** Begin Data to use **

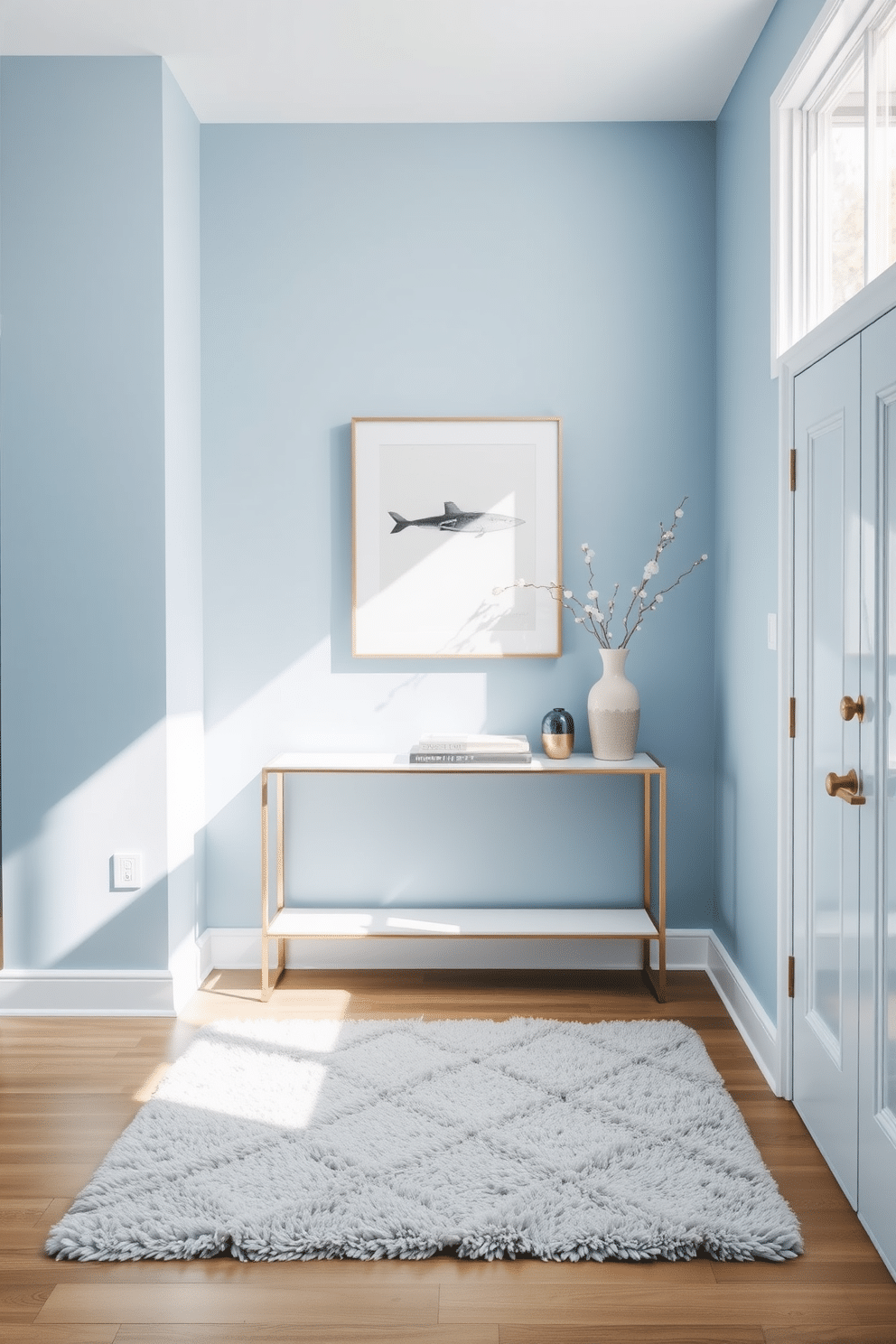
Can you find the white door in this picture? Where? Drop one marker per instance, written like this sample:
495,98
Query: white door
844,751
826,667
877,891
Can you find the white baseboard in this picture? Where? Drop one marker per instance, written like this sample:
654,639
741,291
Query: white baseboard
151,994
86,994
686,949
239,949
747,1013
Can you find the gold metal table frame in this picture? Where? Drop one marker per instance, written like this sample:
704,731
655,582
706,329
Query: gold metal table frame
594,922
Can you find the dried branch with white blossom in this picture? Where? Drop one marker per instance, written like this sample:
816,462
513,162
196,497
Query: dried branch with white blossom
589,613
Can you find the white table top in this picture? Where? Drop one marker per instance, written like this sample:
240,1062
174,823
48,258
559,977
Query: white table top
383,762
545,922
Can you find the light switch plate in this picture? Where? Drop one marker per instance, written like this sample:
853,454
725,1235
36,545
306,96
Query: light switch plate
126,871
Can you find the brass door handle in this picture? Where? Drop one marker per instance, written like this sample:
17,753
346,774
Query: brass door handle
845,787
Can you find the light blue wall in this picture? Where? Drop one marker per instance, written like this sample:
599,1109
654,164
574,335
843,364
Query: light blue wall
82,525
184,746
449,270
747,723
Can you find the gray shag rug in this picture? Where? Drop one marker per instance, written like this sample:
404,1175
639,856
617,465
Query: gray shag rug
305,1140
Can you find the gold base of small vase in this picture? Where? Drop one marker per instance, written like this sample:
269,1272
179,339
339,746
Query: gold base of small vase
557,746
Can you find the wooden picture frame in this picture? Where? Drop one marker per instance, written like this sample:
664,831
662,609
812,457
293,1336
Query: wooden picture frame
446,515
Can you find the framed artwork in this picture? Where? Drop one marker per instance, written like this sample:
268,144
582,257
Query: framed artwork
443,514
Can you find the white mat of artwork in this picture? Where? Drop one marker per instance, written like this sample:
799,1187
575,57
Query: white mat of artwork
297,1140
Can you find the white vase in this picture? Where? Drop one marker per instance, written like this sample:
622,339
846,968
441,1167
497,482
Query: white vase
614,710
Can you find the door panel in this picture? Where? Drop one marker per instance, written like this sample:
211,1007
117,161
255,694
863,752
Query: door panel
877,891
826,831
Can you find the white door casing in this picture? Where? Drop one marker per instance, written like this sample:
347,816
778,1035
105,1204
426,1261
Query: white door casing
825,829
877,862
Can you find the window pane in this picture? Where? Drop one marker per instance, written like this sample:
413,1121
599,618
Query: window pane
887,124
845,194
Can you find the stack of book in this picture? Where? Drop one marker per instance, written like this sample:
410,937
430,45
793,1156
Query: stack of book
471,749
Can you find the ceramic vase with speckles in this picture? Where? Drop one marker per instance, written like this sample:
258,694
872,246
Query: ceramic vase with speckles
614,710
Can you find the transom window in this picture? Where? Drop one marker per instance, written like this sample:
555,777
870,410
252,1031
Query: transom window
833,165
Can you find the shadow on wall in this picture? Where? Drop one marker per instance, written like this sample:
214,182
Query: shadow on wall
724,902
141,925
61,910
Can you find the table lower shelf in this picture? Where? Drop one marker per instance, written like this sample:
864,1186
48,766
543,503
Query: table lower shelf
378,922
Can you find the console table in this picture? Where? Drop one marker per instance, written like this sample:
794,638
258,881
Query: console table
377,922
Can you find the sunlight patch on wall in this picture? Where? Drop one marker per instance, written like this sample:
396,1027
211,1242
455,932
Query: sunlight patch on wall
309,707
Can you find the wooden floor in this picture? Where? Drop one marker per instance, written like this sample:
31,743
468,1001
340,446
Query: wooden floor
69,1087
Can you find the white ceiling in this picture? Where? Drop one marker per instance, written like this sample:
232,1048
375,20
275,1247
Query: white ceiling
415,60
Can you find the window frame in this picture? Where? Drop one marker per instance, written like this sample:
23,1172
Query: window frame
845,33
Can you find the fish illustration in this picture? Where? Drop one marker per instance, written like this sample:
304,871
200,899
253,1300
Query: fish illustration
455,520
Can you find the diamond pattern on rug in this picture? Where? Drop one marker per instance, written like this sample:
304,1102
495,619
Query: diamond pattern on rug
303,1140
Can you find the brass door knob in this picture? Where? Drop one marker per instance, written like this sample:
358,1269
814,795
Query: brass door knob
844,787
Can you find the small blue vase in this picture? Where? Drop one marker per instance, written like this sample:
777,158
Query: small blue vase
557,734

** End Data to use **

** Given instruction **
Write out each entry exactly as given, omitting any picture.

** Response below **
Can you find the white door in this picture? Where? Drop one marker per instance, written like this sample:
495,98
Query: white door
844,751
826,667
877,891
Can you find the white baseboard in this picture? Where? Drop one marker per instance, written like this sample:
654,639
741,291
Query: white baseboard
151,994
86,994
686,949
239,949
747,1013
Can you find the gold metal table frame in this picture? Where? Drop one marker per instance, written like this sample:
704,731
655,582
706,329
Query: gold metal table frame
594,922
Can you find the dried branch with white blossom in this picture? Where? Drop one marker per instance, written like this sample:
816,462
513,162
196,497
Query: dried branch with white blossom
589,613
Can you find the white table top in this picture? Where? Drop one marker per instance, written like this sample:
240,1062
174,823
48,258
559,977
Query: white table top
383,762
545,922
Can you find the light switch plate in this picture? Where? Drop one marker per instance, written like this sample:
853,454
725,1235
36,545
306,96
Query: light switch plate
126,871
Can you find the brass door handle in this picture? Where? Drop one marker per instance, written like this sample:
17,753
346,774
Query: brass door handle
845,787
Can you find the light blue wall in this picture? Where? Drop one marker per instance, written like this sample:
599,1109
654,164
574,335
843,364
Query: light blue wall
82,525
184,746
449,270
747,723
Can you find the gray shag rug in this picture? Where? Drop one marker per instance, written like this sample:
404,1175
639,856
617,465
Query: gray shag rug
305,1140
Can you find the gold base of small vase in this picture? Where? Drop one marker per instance, written like this sample:
269,1272
179,339
339,746
Query: gold base of small vase
557,746
Can you find the wooden picture frame in this picture? Where? Drop one marker per instance, written like this sample:
664,831
662,609
812,457
293,1336
Query: wooden picture frame
446,515
Can you find the framed artwork in this picture? Where? Drop one marker per instance, written like this sample:
268,144
582,257
Query: framed artwork
443,514
Can you find the white mat of artwork in this picture? Where? Drop one marker per instance, written like this sample:
799,1187
575,57
Query: white mat of artwork
297,1140
Can you find the white vase in this picture? Where? Drop one marker per instance, written like this sample:
622,339
846,968
441,1167
497,482
Query: white vase
614,710
Can you find the door panel in this picture? Where? Drop one marker per instance, written like this sample:
211,1007
117,161
255,694
863,752
Query: door panel
877,891
826,831
Can you find the white door casing in this picture? Where? Drop one marker per instance, written like this sample:
347,816
778,1035
105,1204
426,1261
Query: white door casing
825,829
877,862
Can you find the window pane in this picture? Where? Drop one marker per instance, written like this sample:
413,1121
599,618
Query: window pane
887,124
845,194
Can you find the stack of book in this picture? Where? Drop one marker per instance, written like this sample:
410,937
430,45
793,1156
Query: stack of book
471,749
Can you find the ceramic vase with speckles in this picture? Where? Drop one marker per instance, written like this sample:
258,694
872,246
Query: ceramic vase with speckles
614,710
Can you find the transom window in this picture? Where? Drop one marker per instance, written like this sample:
555,777
870,410
252,1031
Query: transom window
833,165
Can you find the shadow on wall in this picture? Where? Drop one marker per instance, written like this sample:
214,182
Query: shadow on wall
724,902
141,925
61,910
Can you find the table lower shelf in this picture? Where? Drop one marker per instance, written like this sample:
864,1186
48,766
543,503
Query: table lower shelf
378,922
Can you find the console table in this picture? Where? Drop one marker per instance, written like this sample:
794,638
258,881
Query: console table
377,922
Can you find the sunlight patch on wall in this picture? Where? Drop one marker per instance, written like this sample:
396,1027
211,1242
455,932
Query: sunlight patch on wall
309,707
Can you find the wooden floor in this picture? Where? Drop one marker per instance, written like this sample:
31,743
468,1001
340,446
Query: wooden floor
69,1087
Can you find the white ceiling in this picture? Where? Drop one marker per instance, written like this sample:
232,1048
375,20
275,1247
Query: white ceiling
415,60
Can you find the window frame in this picture? Where? Drop one marker per instance, written like this sample:
23,1172
Query: window frame
845,33
Can you find the fish illustration in this picture? Where? Drop one marker per instance, written like this sample:
304,871
200,899
253,1300
Query: fish illustration
455,520
Can you find the diamond pattern on rug in this picture? Where? Drop one marker per instance, written like this sample:
304,1102
495,619
Query: diamond pattern on rug
303,1140
Can you find the brass door knob in this picture? Where? Drop one marker per instance, written like this sample:
358,1269
814,795
Query: brass door knob
844,787
Can you find the small blue vase in this picture? Where? Drop one marker per instance, written like this sample:
777,158
Query: small blue vase
557,734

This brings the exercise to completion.